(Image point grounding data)
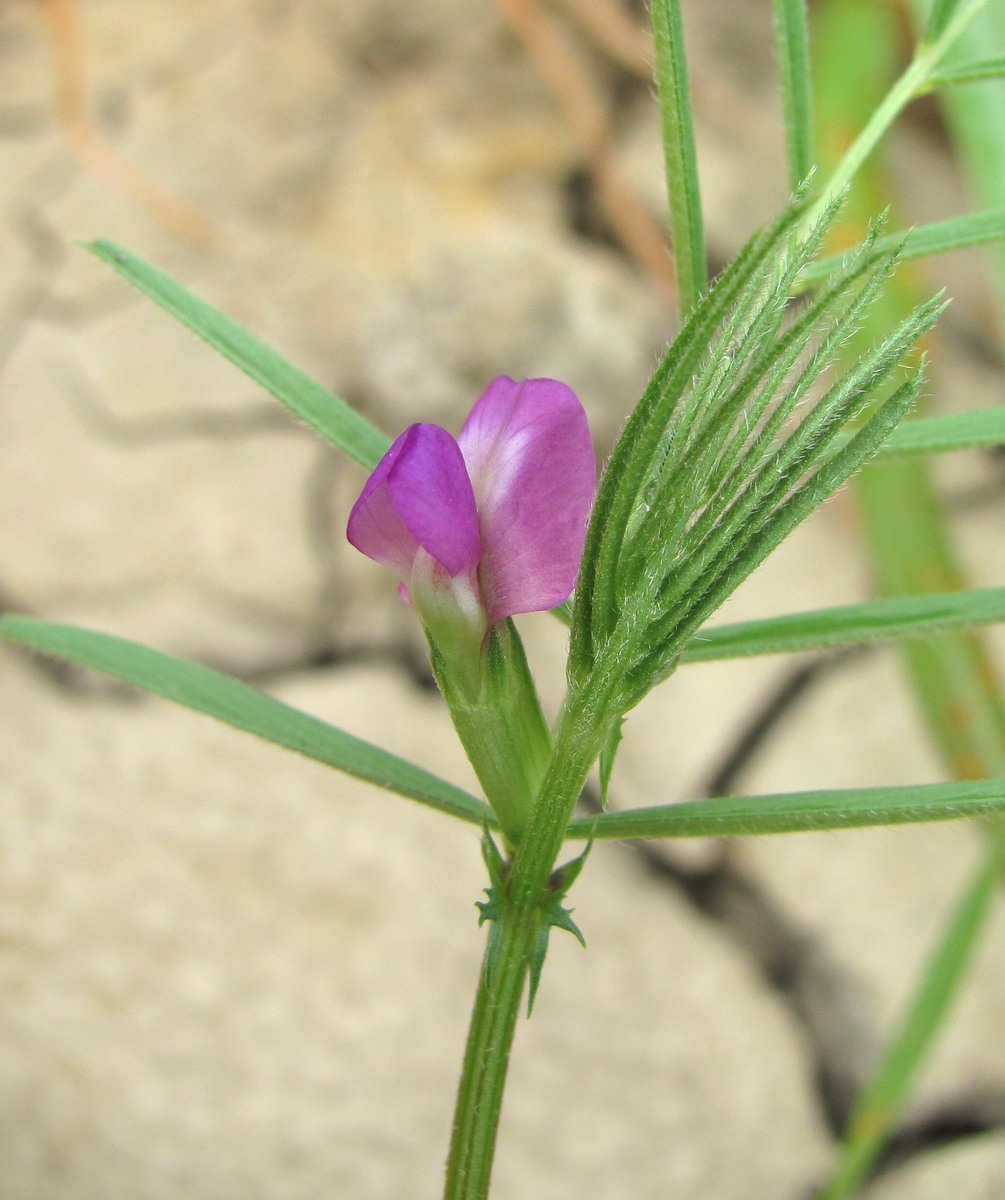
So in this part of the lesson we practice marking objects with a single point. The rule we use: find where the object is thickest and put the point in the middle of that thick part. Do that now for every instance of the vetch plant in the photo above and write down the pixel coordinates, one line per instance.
(479, 529)
(751, 420)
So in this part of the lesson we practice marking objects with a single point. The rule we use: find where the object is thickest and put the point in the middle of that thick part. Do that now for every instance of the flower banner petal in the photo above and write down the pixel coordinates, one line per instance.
(529, 454)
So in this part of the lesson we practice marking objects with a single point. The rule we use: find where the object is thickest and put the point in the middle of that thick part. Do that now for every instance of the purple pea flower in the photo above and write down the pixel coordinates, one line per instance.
(491, 523)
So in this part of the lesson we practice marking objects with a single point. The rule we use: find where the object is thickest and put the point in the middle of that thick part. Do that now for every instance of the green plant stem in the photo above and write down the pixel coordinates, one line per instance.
(582, 731)
(487, 1057)
(913, 83)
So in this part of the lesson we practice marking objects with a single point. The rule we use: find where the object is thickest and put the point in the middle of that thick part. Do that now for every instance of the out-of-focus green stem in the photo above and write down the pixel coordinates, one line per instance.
(903, 1056)
(907, 88)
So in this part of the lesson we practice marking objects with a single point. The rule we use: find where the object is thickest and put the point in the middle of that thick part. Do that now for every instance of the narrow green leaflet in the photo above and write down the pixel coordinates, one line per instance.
(879, 1105)
(849, 625)
(970, 72)
(943, 11)
(793, 37)
(681, 161)
(938, 238)
(937, 435)
(331, 417)
(799, 811)
(245, 708)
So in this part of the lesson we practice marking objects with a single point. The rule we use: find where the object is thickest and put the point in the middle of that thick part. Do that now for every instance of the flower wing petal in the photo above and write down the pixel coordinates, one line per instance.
(375, 527)
(531, 463)
(419, 495)
(433, 495)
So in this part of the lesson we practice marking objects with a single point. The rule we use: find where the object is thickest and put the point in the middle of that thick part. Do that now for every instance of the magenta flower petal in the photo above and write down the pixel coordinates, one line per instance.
(419, 496)
(528, 450)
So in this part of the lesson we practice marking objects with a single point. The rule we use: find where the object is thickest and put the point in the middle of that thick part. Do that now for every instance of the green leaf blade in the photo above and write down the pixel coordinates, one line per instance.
(937, 238)
(799, 811)
(242, 707)
(324, 412)
(849, 625)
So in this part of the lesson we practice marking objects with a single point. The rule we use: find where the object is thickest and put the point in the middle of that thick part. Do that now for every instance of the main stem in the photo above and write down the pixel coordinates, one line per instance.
(486, 1060)
(500, 989)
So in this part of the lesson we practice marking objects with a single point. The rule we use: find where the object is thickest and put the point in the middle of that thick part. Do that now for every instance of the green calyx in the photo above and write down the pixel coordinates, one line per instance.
(500, 724)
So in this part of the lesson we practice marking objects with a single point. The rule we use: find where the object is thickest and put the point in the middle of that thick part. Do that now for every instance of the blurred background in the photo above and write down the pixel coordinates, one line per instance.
(228, 973)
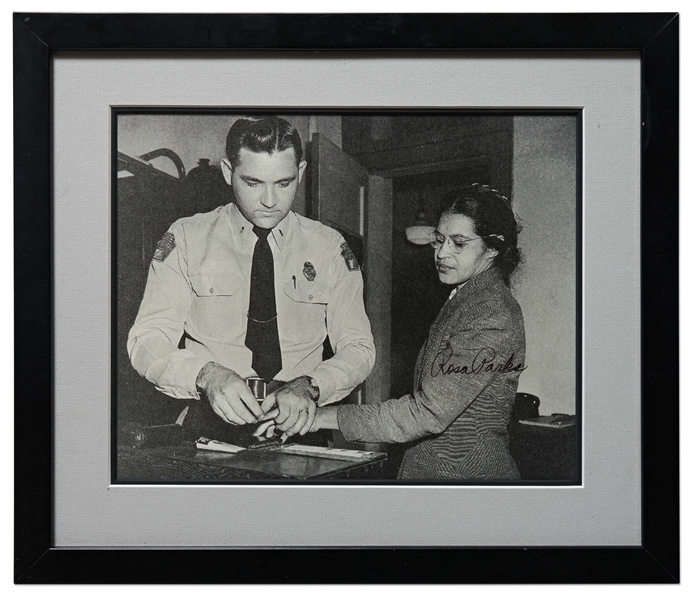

● Your assignment
Write out the entries again word for word. Do not include the pictures.

● Written response
So in this part of the lesson we practice marking objects with a single point. The rule we use: find where the object is thickest and put the point in the middle of that thick part. Do that now for every instance of the vetch plant in the photo above and write down the pixel coordinates, one line per instance.
(479, 529)
(751, 420)
So in this part of the lesson we practice marking objects with a single point. The rule we use: find where the object is thickest and put the point in the middle of that thick part. Do that now for every instance of the flower banner petal in the photo above and write down the pixel coordinates, one line per instance.
(529, 454)
So in this part of the lesson we practice marking objects with a single point. The rule we use: find where the object is thickest and put the point in the middle of that thick part. Do that now for every instance of the purple pea flower in the photo above and write down the pixel coordinates, one line per instance.
(491, 523)
So in this part of the lesson we practice marking objects with a single point. The rule we use: find where the object is thickest and put the point in the middle of that thick part. Do that now for every instance of the green plant stem in the photo above and write down the pixel coordinates, one line per instance.
(582, 731)
(487, 1057)
(913, 83)
So in this part of the lesson we practice marking objects with a single point. The rule we use: find where the object is thickest and put the point in the middle of that thick part. Do that now for every instance of the out-of-focus green stem in the photo above and write down the pixel coordinates, one line per instance.
(903, 1056)
(907, 88)
So in this part of the lesson we practice marking objects with a single point. The rule we use: find where the object is thickest and put the point in the middle of that thick part. Do that now for every instance of the narrow green leaflet in the photo above and write down the pixel coordinates, one line per instance.
(879, 1105)
(849, 625)
(970, 72)
(943, 11)
(793, 37)
(681, 161)
(938, 238)
(937, 435)
(331, 417)
(799, 811)
(245, 708)
So in this part of the lesson we practice marking objects with a single point. The rule we use: find where the object is thickest and put the point in the middle of that thick part. Do that now for every instance of the flower wing petal in the photo above and write down the pixel coordinates, one line per instance.
(375, 527)
(531, 463)
(419, 495)
(433, 495)
So in this part of the lesson we practice marking objects with a single point. The rule we use: find where the object is thickest and put the point in the middle of that thick part. Do that now for every instance of the magenta flower petal in the photo above and write down the pixel coordinates, one line per instance.
(419, 496)
(528, 450)
So in this part of the lesson we practice marking objects with a single point. The rule we use: find where the object is thickest and put the point in the middle of that thick part. Do that now for every instance of the green leaf blade in the photo above and write down the pixel coordinates, one line per instance.
(937, 238)
(799, 811)
(242, 707)
(324, 412)
(849, 625)
So in this part of the lesson we practice marking objects with a single point. The rule we use: find where the object is thickest and put the point in the middle of that thick part. Do that now for every instance of the main stem in the photo above and write down the pixel coordinates, one line per instance.
(486, 1060)
(500, 989)
So in this part of the lesson we practice marking objects with a single point. The rule we use: find where the object is thickest and put the point in the middle of that thick part. Do that now for every instance of the green calyx in the photo above and write down the pixel coordinates, one line per instance.
(500, 724)
So in this part of the lesson we practice marking objects with a single point. The rule we use: find where the object is thickest and put the point in the middle of that thick part. Do that now for every instance of the blurred background in the photo above and write down the pixel coordinates, one line per instance.
(228, 973)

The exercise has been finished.